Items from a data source

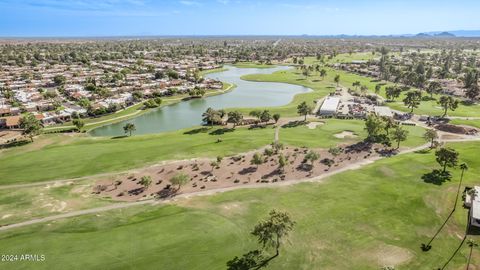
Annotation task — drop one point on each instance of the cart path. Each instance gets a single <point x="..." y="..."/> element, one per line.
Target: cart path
<point x="317" y="179"/>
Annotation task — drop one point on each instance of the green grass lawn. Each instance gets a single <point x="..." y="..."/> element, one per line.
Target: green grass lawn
<point x="21" y="204"/>
<point x="323" y="135"/>
<point x="363" y="219"/>
<point x="426" y="107"/>
<point x="86" y="156"/>
<point x="472" y="123"/>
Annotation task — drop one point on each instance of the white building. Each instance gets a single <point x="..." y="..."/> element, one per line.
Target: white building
<point x="329" y="106"/>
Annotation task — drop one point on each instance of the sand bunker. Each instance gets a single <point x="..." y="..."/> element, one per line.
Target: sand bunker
<point x="313" y="125"/>
<point x="345" y="134"/>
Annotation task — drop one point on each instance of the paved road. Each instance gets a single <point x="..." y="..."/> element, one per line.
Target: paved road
<point x="319" y="178"/>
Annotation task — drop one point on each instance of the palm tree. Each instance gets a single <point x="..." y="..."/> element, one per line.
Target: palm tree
<point x="129" y="128"/>
<point x="471" y="243"/>
<point x="463" y="167"/>
<point x="323" y="73"/>
<point x="337" y="79"/>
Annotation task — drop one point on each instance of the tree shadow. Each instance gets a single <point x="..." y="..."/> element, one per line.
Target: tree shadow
<point x="257" y="127"/>
<point x="14" y="144"/>
<point x="428" y="246"/>
<point x="293" y="124"/>
<point x="437" y="177"/>
<point x="221" y="131"/>
<point x="454" y="253"/>
<point x="197" y="130"/>
<point x="119" y="137"/>
<point x="251" y="260"/>
<point x="424" y="151"/>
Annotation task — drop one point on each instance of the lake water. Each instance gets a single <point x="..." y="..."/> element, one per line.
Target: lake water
<point x="189" y="113"/>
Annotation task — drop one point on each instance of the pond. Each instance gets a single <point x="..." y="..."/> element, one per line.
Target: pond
<point x="187" y="114"/>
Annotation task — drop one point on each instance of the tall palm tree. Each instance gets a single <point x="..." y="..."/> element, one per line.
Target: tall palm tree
<point x="471" y="243"/>
<point x="463" y="167"/>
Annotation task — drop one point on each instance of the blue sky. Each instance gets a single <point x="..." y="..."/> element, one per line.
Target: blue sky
<point x="233" y="17"/>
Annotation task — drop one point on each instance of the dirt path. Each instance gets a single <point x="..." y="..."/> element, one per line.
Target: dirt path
<point x="319" y="178"/>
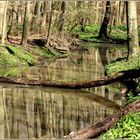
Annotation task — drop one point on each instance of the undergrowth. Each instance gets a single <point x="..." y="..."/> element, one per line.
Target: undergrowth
<point x="128" y="127"/>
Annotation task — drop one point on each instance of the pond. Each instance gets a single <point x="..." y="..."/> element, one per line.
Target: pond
<point x="43" y="112"/>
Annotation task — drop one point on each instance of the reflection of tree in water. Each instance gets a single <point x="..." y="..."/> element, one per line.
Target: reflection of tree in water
<point x="34" y="113"/>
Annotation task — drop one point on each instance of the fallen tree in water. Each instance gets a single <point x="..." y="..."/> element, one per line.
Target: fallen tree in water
<point x="95" y="130"/>
<point x="121" y="76"/>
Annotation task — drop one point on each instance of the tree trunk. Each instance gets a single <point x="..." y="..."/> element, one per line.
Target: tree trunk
<point x="133" y="29"/>
<point x="44" y="17"/>
<point x="103" y="29"/>
<point x="35" y="20"/>
<point x="26" y="24"/>
<point x="95" y="130"/>
<point x="4" y="23"/>
<point x="119" y="77"/>
<point x="62" y="18"/>
<point x="50" y="22"/>
<point x="97" y="13"/>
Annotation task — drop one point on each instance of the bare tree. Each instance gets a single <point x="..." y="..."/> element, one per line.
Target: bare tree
<point x="133" y="28"/>
<point x="103" y="29"/>
<point x="26" y="24"/>
<point x="61" y="18"/>
<point x="4" y="23"/>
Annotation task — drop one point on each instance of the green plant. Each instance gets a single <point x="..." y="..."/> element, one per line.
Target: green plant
<point x="128" y="127"/>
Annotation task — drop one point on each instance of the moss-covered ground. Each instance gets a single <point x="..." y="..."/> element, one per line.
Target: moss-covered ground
<point x="129" y="126"/>
<point x="90" y="34"/>
<point x="13" y="56"/>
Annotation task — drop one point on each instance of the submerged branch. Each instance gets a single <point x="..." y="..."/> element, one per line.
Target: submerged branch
<point x="94" y="83"/>
<point x="95" y="130"/>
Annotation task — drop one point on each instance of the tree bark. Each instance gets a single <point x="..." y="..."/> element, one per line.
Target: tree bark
<point x="35" y="20"/>
<point x="50" y="23"/>
<point x="130" y="74"/>
<point x="133" y="28"/>
<point x="96" y="129"/>
<point x="44" y="17"/>
<point x="26" y="24"/>
<point x="4" y="23"/>
<point x="62" y="18"/>
<point x="103" y="29"/>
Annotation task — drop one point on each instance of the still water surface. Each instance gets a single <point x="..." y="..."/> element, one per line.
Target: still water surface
<point x="36" y="112"/>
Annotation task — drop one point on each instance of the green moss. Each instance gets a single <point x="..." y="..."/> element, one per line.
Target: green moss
<point x="127" y="127"/>
<point x="6" y="58"/>
<point x="91" y="33"/>
<point x="116" y="66"/>
<point x="23" y="54"/>
<point x="12" y="71"/>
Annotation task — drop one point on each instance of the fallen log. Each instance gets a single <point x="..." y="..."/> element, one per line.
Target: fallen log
<point x="95" y="130"/>
<point x="87" y="84"/>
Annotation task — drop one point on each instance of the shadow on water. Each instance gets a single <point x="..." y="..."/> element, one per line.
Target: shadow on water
<point x="34" y="112"/>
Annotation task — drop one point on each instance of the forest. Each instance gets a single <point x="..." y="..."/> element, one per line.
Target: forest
<point x="70" y="69"/>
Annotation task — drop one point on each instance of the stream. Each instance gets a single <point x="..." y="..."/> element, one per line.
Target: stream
<point x="43" y="112"/>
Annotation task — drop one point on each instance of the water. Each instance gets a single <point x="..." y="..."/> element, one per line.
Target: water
<point x="38" y="112"/>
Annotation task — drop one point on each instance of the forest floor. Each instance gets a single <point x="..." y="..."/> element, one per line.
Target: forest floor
<point x="35" y="52"/>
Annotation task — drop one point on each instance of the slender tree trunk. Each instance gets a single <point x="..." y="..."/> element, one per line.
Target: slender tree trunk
<point x="35" y="20"/>
<point x="103" y="29"/>
<point x="44" y="17"/>
<point x="97" y="12"/>
<point x="133" y="28"/>
<point x="61" y="18"/>
<point x="128" y="37"/>
<point x="50" y="22"/>
<point x="4" y="23"/>
<point x="26" y="24"/>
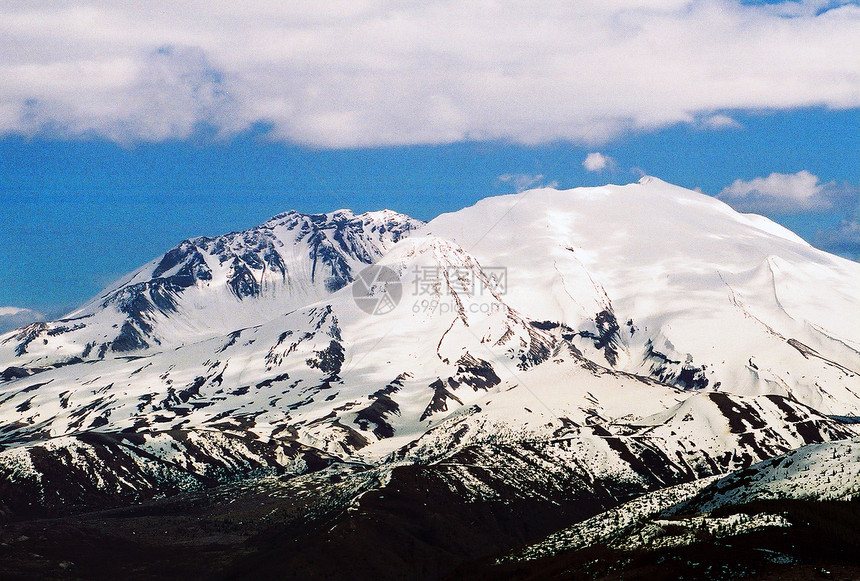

WHAT TO WORK ON
Repeat each entry exactly. Pictures do not belong in the copy.

SOLUTION FOR THIS EXERCISE
Annotation task — drop one point on each instance of the cart path. Each instance gets a single <point x="..." y="..."/> element, one per line.
Target: cart path
<point x="317" y="179"/>
Annotation task — drop one point on each instance of the green grass lawn. Each instance gets a single <point x="..." y="..."/> element, one per line.
Target: green grass lawn
<point x="21" y="204"/>
<point x="323" y="135"/>
<point x="363" y="219"/>
<point x="426" y="107"/>
<point x="86" y="156"/>
<point x="472" y="123"/>
Annotation task — drop one point on each instance of the white building. Each instance gets a single <point x="..." y="..."/> element, one per line.
Target: white building
<point x="329" y="106"/>
Annotation task — drop one point on each instance of the sand bunker. Each instance gets a single <point x="..." y="..."/> element, one per line.
Target: sand bunker
<point x="313" y="125"/>
<point x="345" y="134"/>
Annotation task — drop one point on each instance of the paved road. Each instance gets a single <point x="..." y="..."/> element, one per line.
Target: paved road
<point x="319" y="178"/>
Annotation task — drop one point on each instance of the palm tree. Each instance gets a single <point x="..." y="..."/> element, one per line.
Target: palm tree
<point x="129" y="128"/>
<point x="471" y="243"/>
<point x="463" y="167"/>
<point x="323" y="73"/>
<point x="337" y="79"/>
Annotation task — drop one point on each instance of the tree shadow. Each instance gets a single <point x="..." y="..."/> element, one per line.
Target: tree shadow
<point x="257" y="127"/>
<point x="14" y="144"/>
<point x="428" y="246"/>
<point x="293" y="124"/>
<point x="437" y="177"/>
<point x="221" y="131"/>
<point x="454" y="253"/>
<point x="197" y="130"/>
<point x="119" y="137"/>
<point x="251" y="260"/>
<point x="424" y="151"/>
Annotation task — drop one point on each instance of the lake water. Each instance gets a single <point x="..." y="..."/> element, one per line.
Target: lake water
<point x="189" y="113"/>
Annotation task — drop one point on each instance of the pond. Each instance gets a single <point x="..." y="..."/> element, one per line.
Target: pond
<point x="187" y="114"/>
Annotation task — drop one point on each instance of the tall palm tree. Each instance gets a single <point x="..." y="..."/> element, one per line.
Target: tall palm tree
<point x="471" y="243"/>
<point x="463" y="167"/>
Annotation task — drop one point on each instance of the blue sky. Each instance gets a single <point x="..." y="..."/> element, one per line.
Target: blue sky
<point x="233" y="17"/>
Annotation task — drop one point on each instance of the dirt path. Each instance gets a single <point x="..." y="..."/> element, one per line.
Target: dirt path
<point x="319" y="178"/>
Annotation task — drop one point on each instance of the undergrowth. Each instance gets a single <point x="..." y="..."/> element, one per line.
Target: undergrowth
<point x="128" y="127"/>
Annotation task — drop one point on each instance of the pond. Each instance gets a single <point x="..." y="..."/> element, one per line.
Target: pond
<point x="43" y="112"/>
Annotation task — drop one point on each instance of the reflection of tree in water. Each instance gets a single <point x="..." y="..."/> element, one per line.
Target: reflection of tree in water
<point x="34" y="113"/>
Annotation task — drop one point on each instance of the fallen tree in water. Each instance gets a single <point x="..." y="..."/> element, one per line.
Target: fallen tree in water
<point x="95" y="130"/>
<point x="121" y="76"/>
Annotation task — drop one point on each instance of the tree trunk. Each instance gets a single <point x="..." y="..."/> element, one per line.
Target: tree trunk
<point x="133" y="29"/>
<point x="44" y="17"/>
<point x="103" y="29"/>
<point x="35" y="20"/>
<point x="26" y="24"/>
<point x="95" y="130"/>
<point x="4" y="23"/>
<point x="119" y="77"/>
<point x="62" y="18"/>
<point x="50" y="22"/>
<point x="97" y="13"/>
Annotation task — drop one point on each instance of the bare tree. Each instance gets a single <point x="..." y="..."/> element, one per line.
Target: bare tree
<point x="133" y="28"/>
<point x="103" y="29"/>
<point x="26" y="24"/>
<point x="61" y="18"/>
<point x="4" y="23"/>
Annotation task — drop one point on each instance of the green plant. Each instance gets a single <point x="..." y="..."/> element, one per line.
Target: green plant
<point x="128" y="127"/>
Annotation task — drop one point on each instance of the moss-covered ground. Each instance gets a single <point x="..." y="..."/> element, one per line.
Target: moss-covered ground
<point x="129" y="126"/>
<point x="90" y="34"/>
<point x="13" y="56"/>
Annotation task — drop one point on each instance of the submerged branch. Each instance gets a single <point x="..." y="..."/> element, one per line.
Target: submerged branch
<point x="94" y="83"/>
<point x="95" y="130"/>
Annotation task — drop one point on each instance of the tree bark. Each instance gets a single <point x="..." y="..."/> element, one per line.
Target: tree bark
<point x="35" y="20"/>
<point x="50" y="23"/>
<point x="130" y="74"/>
<point x="133" y="28"/>
<point x="96" y="129"/>
<point x="44" y="17"/>
<point x="26" y="24"/>
<point x="4" y="23"/>
<point x="62" y="18"/>
<point x="103" y="29"/>
Annotation task — drop one point on each instance of the still water surface. Each instance gets a single <point x="..." y="..."/> element, one per line.
Target: still water surface
<point x="36" y="112"/>
Annotation task — drop one point on each instance of the green moss. Each instance gets a single <point x="..." y="..."/> element, one per line.
Target: green moss
<point x="127" y="127"/>
<point x="6" y="58"/>
<point x="91" y="33"/>
<point x="116" y="66"/>
<point x="23" y="54"/>
<point x="12" y="71"/>
Annotation task — drop one point on each instance of the fallen log. Each instance gets a single <point x="..." y="..."/> element, one per line.
Target: fallen log
<point x="95" y="130"/>
<point x="87" y="84"/>
Annotation task — drop one point on each instance of the shadow on water. Each instance gets a single <point x="..." y="..."/> element, one per line.
Target: shadow on water
<point x="34" y="112"/>
Annotation task — drop one point on each instance of the forest. Each instance gets a single <point x="..." y="..."/> element, one per line.
Target: forest
<point x="70" y="69"/>
Annotation task — drop one point on each instance of the stream. Each instance gets a single <point x="..." y="..."/> element, one per line.
Target: stream
<point x="43" y="112"/>
Annotation task — drop one point on each instance of the water. Each instance gets a single <point x="..." y="..."/> element, one per line.
Target: water
<point x="38" y="112"/>
Annotation task — drop one point on each instance of the forest floor. Each instance gets a single <point x="..." y="..."/> element, one per line.
Target: forest floor
<point x="35" y="52"/>
Annotation task — drop one point on each instance of the slender tree trunk. Each instance gets a single <point x="..." y="..."/> element, one per line.
Target: slender tree trunk
<point x="35" y="20"/>
<point x="103" y="29"/>
<point x="44" y="17"/>
<point x="97" y="12"/>
<point x="133" y="28"/>
<point x="61" y="18"/>
<point x="128" y="37"/>
<point x="50" y="22"/>
<point x="4" y="23"/>
<point x="26" y="24"/>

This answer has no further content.